##### Texto de la página #####
El hecho mismo de que las obras de Oteiza se presenten, por fin, en el Guggenheim, es un logro de gran trascendencia en un ambiente cultural como el del País Vasco, que ha estado durante muchos años radicalmente polarizado alrededor de sus dos máximas figuras: Oteiza y Chillida. Como muestra suele bastar un botón: esta antológica es un viejo anhelo del museo bilbaíno, fraguada poco a poco, intentando vencer la voluntad de un artista que se había manifestado repetida y radicalmente en contra del proyecto del Gobierno vasco para instalar el Guggenheim en Bilbao. Tras varias visitas al museo, se llegó, por fin, en marzo de 1998, a un acuerdo verbal que incluía la exposición y compra de obra por parte del Guggenheim. Para la firma del protocolo se presentaron en Alzuza los altos directivos del museo, la Consejera de Cultura y Juan Huarte; allí estaban todos, menos Oteiza, que dio uno de los plantones más sonados del mundo del arte.
##### Material disponible #####
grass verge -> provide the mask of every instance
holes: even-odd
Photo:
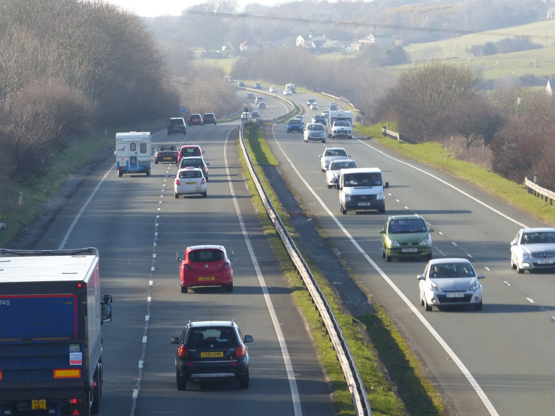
#####
_Enunciado_
Según el texto sobre Oteiza y el Guggenheim, ¿en qué mes y año se alcanzó el acuerdo verbal que incluía la exposición y la compra de obra?

_Solución_
En marzo de 1998.